◆ To do ◆
Copy the passage from the article on Peter Yorke word for word, starting with "One of the most underrated" and going on through "performance, especially live!".

---- Provided text

20 Sep

Melody of the Stars

By  Robert Walton
(1 Vote)

(Peter Yorke)
Analysed by Robert Walton

One of the most underrated light orchestral composers, arrangers and conductors of the 20th century was unquestionably Peter Yorke. He successfully introduced the element of surprise into his work and in some ways was even more symphonic than George Melachrino. Yorke was a master of the dramatic gesture. A typical example of what I mean is in “Till The Clouds Roll By” selection. Listen to the connecting passage between Who and Ol’ Man River. Talk about putting an instant stamp on your music. No one slept during a Yorke performance, especially live!

His formula probably had its roots in his 1930’s soundtrack work for British films and especially as chief arranger for Louis Levy’s Gaumont British Film Orchestra. The opening of “Blue Skies” (1946) has a suggestion of “James Bond”, showing that Yorke was clearly ahead of his time. Everything he wrote contained constant references to serious music, and how effective it was. Yorke was also an enthusiast and expert of the big finish. Above all he was a ‘mood’ writer in its purest form.

And for those of you familiar with his film selections, you’ll know, unlike Eric Coates for example, he had a natural feel for jazz, having appeared as pianist/arranger with many British dance bands. His brilliant string writing was full of imagination and humour, but the sound most associated with Yorke, (a total antidote to all the drama) were his shimmering, simmering saxophones. Unlike Wilbur Schwartz’s clarinet lead for Glenn Miller’s reed section, Yorke opted for a pure saxes-only subdivision. Lead by golden-toned soprano saxist Freddy Gardner, there’s never been a blend to equal it in all music. Reverberating around the world, it was one of the most unique sounds in the light orchestral firmament.

From a personal point of view, I owe a lot to Peter Yorke’s film selections, because that’s exactly where I first heard some of the great standards which have remained with me ever since. He had a knack of somehow getting under the skin of a tune and treating it with genuine respect. Also his medley format probably acted as a model for both Wally Stott’s selections for Sidney Torch and his symphonic suites for Stanley Black’s Kingsway Promenade Orchestra.

--------
---- Extracted material

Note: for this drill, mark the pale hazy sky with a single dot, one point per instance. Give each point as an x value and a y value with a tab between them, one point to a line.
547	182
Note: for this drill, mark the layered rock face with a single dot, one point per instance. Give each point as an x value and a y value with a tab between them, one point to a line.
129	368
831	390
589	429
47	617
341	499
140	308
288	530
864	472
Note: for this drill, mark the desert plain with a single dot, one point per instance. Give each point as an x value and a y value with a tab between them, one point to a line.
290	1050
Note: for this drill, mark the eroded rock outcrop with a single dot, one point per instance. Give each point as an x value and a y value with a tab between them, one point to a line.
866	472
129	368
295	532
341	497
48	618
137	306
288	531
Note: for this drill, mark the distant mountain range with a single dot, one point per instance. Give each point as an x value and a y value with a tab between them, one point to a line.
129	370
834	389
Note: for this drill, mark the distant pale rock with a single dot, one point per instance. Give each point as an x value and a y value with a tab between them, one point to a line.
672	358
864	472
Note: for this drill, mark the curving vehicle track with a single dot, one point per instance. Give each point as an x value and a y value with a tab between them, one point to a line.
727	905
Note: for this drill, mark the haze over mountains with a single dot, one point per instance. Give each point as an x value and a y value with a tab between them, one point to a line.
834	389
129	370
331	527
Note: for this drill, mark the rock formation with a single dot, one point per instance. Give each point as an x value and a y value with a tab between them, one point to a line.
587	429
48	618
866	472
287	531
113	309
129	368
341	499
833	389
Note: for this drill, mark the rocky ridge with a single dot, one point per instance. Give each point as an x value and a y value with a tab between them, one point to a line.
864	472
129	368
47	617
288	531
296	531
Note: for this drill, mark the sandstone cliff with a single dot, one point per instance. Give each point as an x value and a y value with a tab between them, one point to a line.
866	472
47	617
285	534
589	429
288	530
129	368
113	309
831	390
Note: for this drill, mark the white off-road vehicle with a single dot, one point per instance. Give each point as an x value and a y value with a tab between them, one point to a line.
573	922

--------

◆ In response ◆
One of the most underrated light orchestral composers, arrangers and conductors of the 20th century was unquestionably Peter Yorke. He successfully introduced the element of surprise into his work and in some ways was even more symphonic than George Melachrino. Yorke was a master of the dramatic gesture. A typical example of what I mean is in “Till The Clouds Roll By” selection. Listen to the connecting passage between Who and Ol’ Man River. Talk about putting an instant stamp on your music. No one slept during a Yorke performance, especially live!